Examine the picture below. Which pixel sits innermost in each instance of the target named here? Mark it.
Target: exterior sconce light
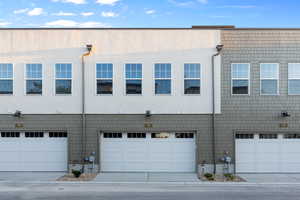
(285, 114)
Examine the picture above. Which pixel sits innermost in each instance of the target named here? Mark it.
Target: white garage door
(33, 151)
(268, 153)
(153, 152)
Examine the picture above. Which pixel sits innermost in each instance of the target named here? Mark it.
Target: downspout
(219, 49)
(83, 116)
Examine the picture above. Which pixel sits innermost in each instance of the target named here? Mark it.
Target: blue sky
(149, 13)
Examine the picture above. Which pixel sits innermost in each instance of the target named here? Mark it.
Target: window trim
(171, 79)
(260, 80)
(72, 82)
(249, 79)
(112, 79)
(125, 79)
(29, 79)
(288, 79)
(200, 79)
(12, 79)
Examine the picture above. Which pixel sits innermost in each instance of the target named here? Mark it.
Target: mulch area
(83, 177)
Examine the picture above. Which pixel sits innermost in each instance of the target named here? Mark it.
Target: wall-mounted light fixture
(285, 114)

Task item: The expected result is the data above in exact form, free of pictures.

Answer space:
Examine the picture below. Which pixel sits innermost in each instance of the target named here? Mark it.
Target: exterior sconce light
(285, 114)
Examine the picture above. Which pixel sits innermost in each instance of the target named here? Mark it.
Target: white garage door
(33, 151)
(268, 153)
(153, 152)
Examine the picture above. Which pixel sits innermost in each instance of the target named here? Mark it.
Target: downspout
(219, 49)
(83, 116)
Examine the picture above. Which pixel sits innermost in each instance of the target named here? Mark it.
Target: blue sky
(149, 13)
Examine the picture above. Which pixel sits innermost in each instance of the target named here? Mark it.
Target: window trim
(171, 79)
(260, 80)
(72, 82)
(249, 79)
(112, 79)
(125, 79)
(29, 79)
(288, 79)
(200, 79)
(12, 79)
Examine the picture above. Which pixel sits innermost in each instance of the target named here? Mark it.
Target: mulch area
(83, 177)
Examine the picture above. Which pixel sits innermost in each instance of the target named here? Mark it.
Target: wall-mounted light fixture
(285, 114)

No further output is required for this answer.